» Stored data
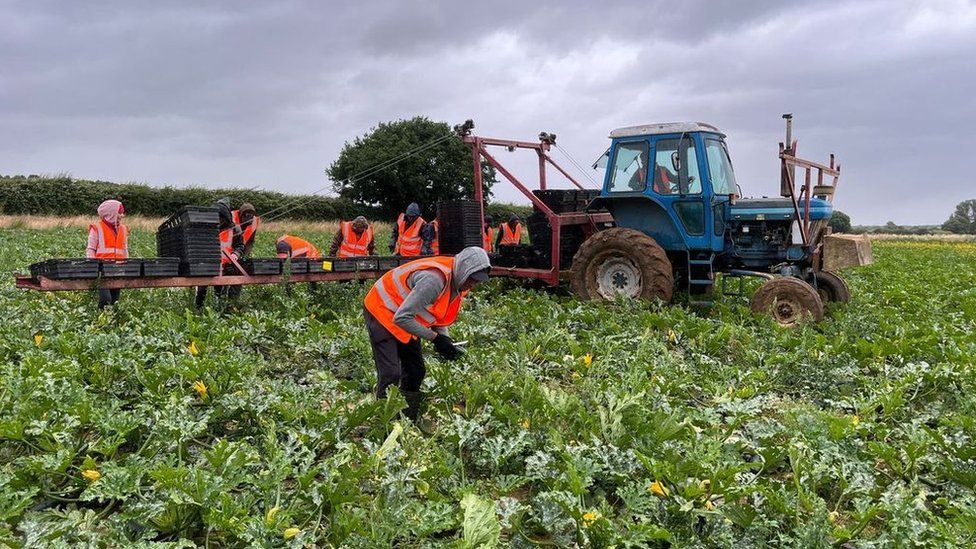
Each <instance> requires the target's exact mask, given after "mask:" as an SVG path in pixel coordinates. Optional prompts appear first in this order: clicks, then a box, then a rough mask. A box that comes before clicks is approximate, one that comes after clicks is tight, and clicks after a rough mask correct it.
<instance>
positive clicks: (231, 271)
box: [196, 198, 244, 309]
mask: <svg viewBox="0 0 976 549" xmlns="http://www.w3.org/2000/svg"><path fill="white" fill-rule="evenodd" d="M214 207H215V208H217V213H218V214H219V217H220V224H219V226H218V228H219V229H220V268H221V270H222V271H223V273H224V274H226V275H235V276H239V275H241V274H243V273H241V272H240V271H239V270H238V269H237V266H236V265H234V263H233V261H238V260H240V259H242V258H243V257H244V231H242V230H241V226H240V225H238V224H237V223H236V222H235V221H234V214H233V212H231V209H230V199H227V198H221V199H220V200H218V201H217V202H216V203H215V204H214ZM232 259H233V261H231V260H232ZM225 293H226V294H227V296H228V297H229V298H231V299H233V298H236V297H237V296H238V295H240V293H241V287H240V286H231V287H230V288H228V287H226V286H214V294H215V295H216V296H218V297H221V296H223V295H224V294H225ZM206 300H207V287H206V286H197V299H196V306H197V309H199V308H201V307H203V304H204V303H205V302H206Z"/></svg>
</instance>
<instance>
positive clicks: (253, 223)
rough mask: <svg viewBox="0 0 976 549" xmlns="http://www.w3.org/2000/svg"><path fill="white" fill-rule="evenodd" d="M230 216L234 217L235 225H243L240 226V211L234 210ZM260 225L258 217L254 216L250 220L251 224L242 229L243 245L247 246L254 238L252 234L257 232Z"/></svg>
mask: <svg viewBox="0 0 976 549" xmlns="http://www.w3.org/2000/svg"><path fill="white" fill-rule="evenodd" d="M230 214H231V215H232V216H233V217H234V223H236V224H237V225H238V226H239V227H243V225H241V212H240V210H234V211H232V212H231V213H230ZM260 225H261V218H260V217H258V216H254V217H252V218H251V222H250V223H248V225H247V227H246V228H244V229H243V230H244V234H243V235H242V236H243V237H244V243H245V244H247V243H248V242H250V241H251V239H252V238H254V233H256V232H258V226H260Z"/></svg>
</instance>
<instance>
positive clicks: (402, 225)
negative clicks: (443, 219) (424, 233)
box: [394, 214, 424, 257]
mask: <svg viewBox="0 0 976 549" xmlns="http://www.w3.org/2000/svg"><path fill="white" fill-rule="evenodd" d="M404 218H405V216H404V215H403V214H400V217H398V218H397V243H396V248H395V249H394V253H396V254H397V255H401V256H403V257H412V256H415V255H420V250H421V248H422V247H423V241H422V240H421V238H420V228H421V227H423V226H424V218H422V217H420V216H417V219H414V220H413V224H412V225H410V226H409V227H407V226H406V225H407V222H406V219H404Z"/></svg>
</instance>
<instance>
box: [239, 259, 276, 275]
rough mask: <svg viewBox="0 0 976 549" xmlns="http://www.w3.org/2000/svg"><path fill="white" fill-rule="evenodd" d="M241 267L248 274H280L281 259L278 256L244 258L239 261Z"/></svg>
mask: <svg viewBox="0 0 976 549" xmlns="http://www.w3.org/2000/svg"><path fill="white" fill-rule="evenodd" d="M240 263H241V267H244V270H245V271H247V274H250V275H277V274H281V260H280V259H278V258H273V259H271V258H267V259H265V258H257V259H254V258H252V259H245V260H244V261H241V262H240Z"/></svg>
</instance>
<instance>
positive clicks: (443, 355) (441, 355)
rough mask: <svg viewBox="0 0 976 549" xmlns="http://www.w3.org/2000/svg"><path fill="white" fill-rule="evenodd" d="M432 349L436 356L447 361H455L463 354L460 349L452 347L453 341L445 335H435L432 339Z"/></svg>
mask: <svg viewBox="0 0 976 549" xmlns="http://www.w3.org/2000/svg"><path fill="white" fill-rule="evenodd" d="M434 348H435V349H437V354H439V355H441V356H442V357H444V358H445V359H447V360H457V359H459V358H461V355H462V354H463V352H462V351H461V349H459V348H457V347H456V346H455V345H454V340H452V339H451V338H450V336H448V335H446V334H437V337H435V338H434Z"/></svg>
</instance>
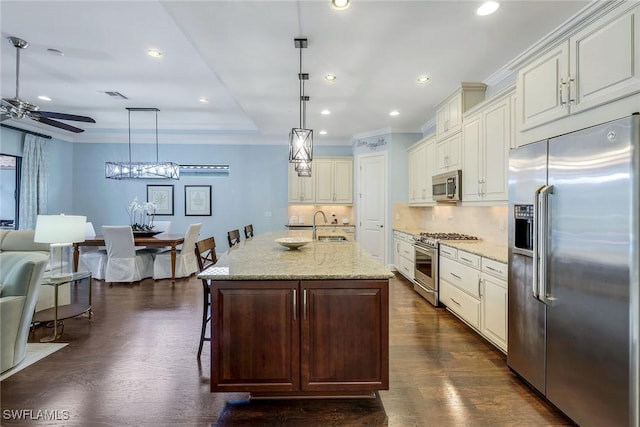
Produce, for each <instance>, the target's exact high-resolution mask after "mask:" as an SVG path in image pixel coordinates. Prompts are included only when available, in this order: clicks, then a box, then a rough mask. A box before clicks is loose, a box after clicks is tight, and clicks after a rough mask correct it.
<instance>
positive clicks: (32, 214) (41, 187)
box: [19, 134, 49, 230]
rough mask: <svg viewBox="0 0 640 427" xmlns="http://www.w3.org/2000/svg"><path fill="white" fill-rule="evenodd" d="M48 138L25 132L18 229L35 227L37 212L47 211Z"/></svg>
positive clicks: (43, 211) (23, 152) (46, 212)
mask: <svg viewBox="0 0 640 427" xmlns="http://www.w3.org/2000/svg"><path fill="white" fill-rule="evenodd" d="M47 145H48V140H47V139H45V138H40V137H37V136H35V135H30V134H26V135H25V136H24V145H23V148H22V173H21V175H20V216H19V221H20V229H21V230H33V229H35V228H36V218H37V217H38V214H46V213H47V191H48V186H47V182H48V177H49V171H48V163H47Z"/></svg>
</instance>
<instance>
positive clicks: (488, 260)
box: [482, 258, 508, 280]
mask: <svg viewBox="0 0 640 427" xmlns="http://www.w3.org/2000/svg"><path fill="white" fill-rule="evenodd" d="M482 271H483V272H484V273H487V274H491V275H492V276H495V277H498V278H500V279H502V280H507V275H508V269H507V264H505V263H502V262H498V261H494V260H492V259H488V258H482Z"/></svg>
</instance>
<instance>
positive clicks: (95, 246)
mask: <svg viewBox="0 0 640 427" xmlns="http://www.w3.org/2000/svg"><path fill="white" fill-rule="evenodd" d="M84 237H85V239H93V238H94V237H96V231H95V229H94V228H93V224H92V223H91V222H87V223H86V225H85V232H84ZM79 253H80V258H79V260H78V271H80V272H84V271H90V272H91V277H92V278H94V279H97V280H104V270H105V266H106V265H107V248H106V247H104V246H80V247H79Z"/></svg>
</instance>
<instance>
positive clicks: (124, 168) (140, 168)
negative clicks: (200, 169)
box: [105, 108, 180, 179]
mask: <svg viewBox="0 0 640 427" xmlns="http://www.w3.org/2000/svg"><path fill="white" fill-rule="evenodd" d="M127 111H128V114H129V161H128V162H106V164H105V178H108V179H180V165H178V164H177V163H172V162H159V161H158V111H160V110H158V109H157V108H127ZM132 111H155V113H156V161H155V162H132V161H131V112H132Z"/></svg>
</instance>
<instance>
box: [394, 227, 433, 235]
mask: <svg viewBox="0 0 640 427" xmlns="http://www.w3.org/2000/svg"><path fill="white" fill-rule="evenodd" d="M394 230H395V231H400V232H401V233H407V234H411V235H412V236H417V235H419V234H420V233H422V232H424V231H426V230H424V229H422V228H394Z"/></svg>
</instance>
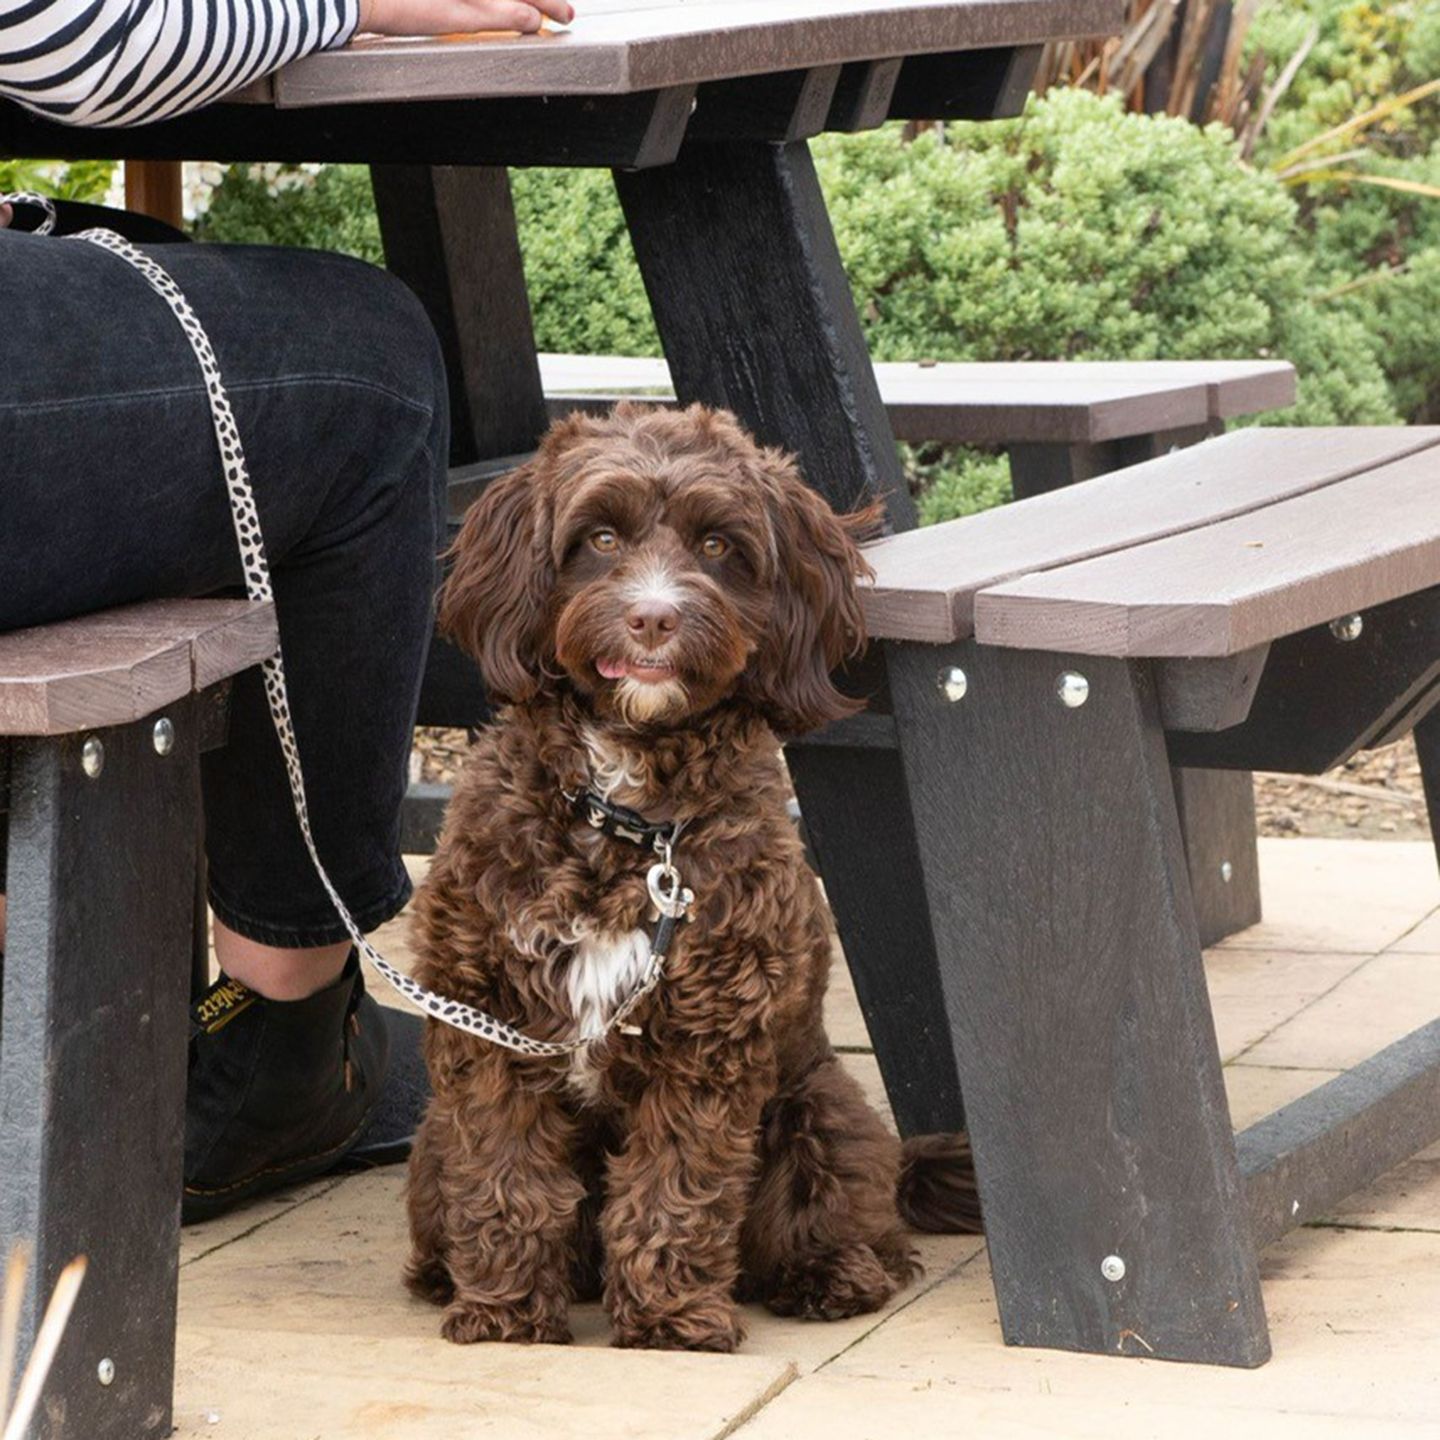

» Exercise aim
Which lines of the entries above contain the word "negative"? Copy each of them.

» Problem solution
negative clicks: (443, 219) (424, 233)
negative clicks: (200, 169)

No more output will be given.